You can think of certain foods as modestly supporting sleep biology. Melatonin-containing foods (like tart cherries and dairy) and tryptophan-rich proteins (like poultry, eggs, and nuts) may help reinforce endogenous melatonin production and improve sleep initiation.
Timing and triggers are often the most actionable levers. Late-night eating, alcohol, sugary beverages, ultra-processed foods, and reflux-inducing meals can all disrupt sleep, whereas advising patients to stop eating around 3 hours before bedtime may improve both sleep quality and cardiometabolic outcomes.
Foods to eat–and avoid–for better sleep
What you eat throughout the day can play a powerful role in how well you sleep at night—some foods support deeper, more restorative rest, while others can quietly disrupt it. Choosing the right balance of nutrients may help your body wind down more easily and stay asleep longer.

● Dataset excerpts

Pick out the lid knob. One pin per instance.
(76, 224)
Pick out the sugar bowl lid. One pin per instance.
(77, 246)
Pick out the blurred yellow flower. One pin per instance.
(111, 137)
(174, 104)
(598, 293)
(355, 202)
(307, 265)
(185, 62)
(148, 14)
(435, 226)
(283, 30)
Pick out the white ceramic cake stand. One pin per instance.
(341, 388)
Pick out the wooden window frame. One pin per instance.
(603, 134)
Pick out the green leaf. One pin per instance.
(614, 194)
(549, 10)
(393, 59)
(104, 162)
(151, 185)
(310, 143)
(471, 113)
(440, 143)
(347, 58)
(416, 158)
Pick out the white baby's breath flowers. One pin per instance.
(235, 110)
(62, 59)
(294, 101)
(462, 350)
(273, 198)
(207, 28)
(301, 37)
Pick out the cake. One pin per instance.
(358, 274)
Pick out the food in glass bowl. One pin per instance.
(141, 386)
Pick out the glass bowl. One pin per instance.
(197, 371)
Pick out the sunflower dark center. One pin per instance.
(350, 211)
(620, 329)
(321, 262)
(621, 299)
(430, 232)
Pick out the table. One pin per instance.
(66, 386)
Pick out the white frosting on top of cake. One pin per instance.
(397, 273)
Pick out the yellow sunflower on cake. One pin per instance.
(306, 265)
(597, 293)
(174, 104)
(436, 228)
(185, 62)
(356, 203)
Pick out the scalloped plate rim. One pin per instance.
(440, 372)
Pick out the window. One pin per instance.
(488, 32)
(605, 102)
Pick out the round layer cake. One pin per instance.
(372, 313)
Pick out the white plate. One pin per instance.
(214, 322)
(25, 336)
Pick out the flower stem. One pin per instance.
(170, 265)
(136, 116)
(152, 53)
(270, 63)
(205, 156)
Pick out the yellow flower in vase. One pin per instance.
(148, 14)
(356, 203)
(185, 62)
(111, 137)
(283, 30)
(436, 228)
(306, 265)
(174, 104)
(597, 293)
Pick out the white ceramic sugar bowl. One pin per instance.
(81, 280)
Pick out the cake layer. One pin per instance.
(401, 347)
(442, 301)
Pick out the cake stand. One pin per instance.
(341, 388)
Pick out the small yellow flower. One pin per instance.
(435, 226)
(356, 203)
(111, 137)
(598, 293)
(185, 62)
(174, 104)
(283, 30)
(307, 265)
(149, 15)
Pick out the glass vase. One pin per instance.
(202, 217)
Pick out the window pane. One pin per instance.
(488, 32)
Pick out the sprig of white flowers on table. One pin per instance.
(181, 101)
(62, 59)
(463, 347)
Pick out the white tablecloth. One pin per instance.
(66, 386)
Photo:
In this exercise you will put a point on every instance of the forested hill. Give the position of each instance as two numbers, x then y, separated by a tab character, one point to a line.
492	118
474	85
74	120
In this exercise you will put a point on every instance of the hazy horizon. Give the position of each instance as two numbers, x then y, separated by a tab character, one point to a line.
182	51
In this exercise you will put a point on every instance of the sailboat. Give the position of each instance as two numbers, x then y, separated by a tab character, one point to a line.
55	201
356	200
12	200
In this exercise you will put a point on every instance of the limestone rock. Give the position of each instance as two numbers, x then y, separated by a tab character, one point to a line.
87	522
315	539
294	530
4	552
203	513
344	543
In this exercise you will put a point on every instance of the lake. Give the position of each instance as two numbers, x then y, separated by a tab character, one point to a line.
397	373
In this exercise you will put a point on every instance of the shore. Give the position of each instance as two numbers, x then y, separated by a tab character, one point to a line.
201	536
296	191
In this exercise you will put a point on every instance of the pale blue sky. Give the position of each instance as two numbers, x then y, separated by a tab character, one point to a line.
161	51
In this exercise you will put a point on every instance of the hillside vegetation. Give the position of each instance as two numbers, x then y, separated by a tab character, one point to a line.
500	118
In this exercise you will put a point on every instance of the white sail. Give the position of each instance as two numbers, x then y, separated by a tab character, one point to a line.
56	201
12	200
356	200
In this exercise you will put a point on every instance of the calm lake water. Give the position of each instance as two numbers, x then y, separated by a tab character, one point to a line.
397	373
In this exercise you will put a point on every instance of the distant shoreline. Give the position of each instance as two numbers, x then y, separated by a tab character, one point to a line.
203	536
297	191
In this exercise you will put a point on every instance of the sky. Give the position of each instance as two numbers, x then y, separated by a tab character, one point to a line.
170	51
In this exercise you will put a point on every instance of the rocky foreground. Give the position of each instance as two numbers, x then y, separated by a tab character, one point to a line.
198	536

● What is being asked
Output the stretch of the food-and-sleep passage from "Timing and triggers" through "stay asleep longer.", copied verbatim. Rely only on the passage about food and sleep.

● Answer space
Timing and triggers are often the most actionable levers. Late-night eating, alcohol, sugary beverages, ultra-processed foods, and reflux-inducing meals can all disrupt sleep, whereas advising patients to stop eating around 3 hours before bedtime may improve both sleep quality and cardiometabolic outcomes.
Foods to eat–and avoid–for better sleep
What you eat throughout the day can play a powerful role in how well you sleep at night—some foods support deeper, more restorative rest, while others can quietly disrupt it. Choosing the right balance of nutrients may help your body wind down more easily and stay asleep longer.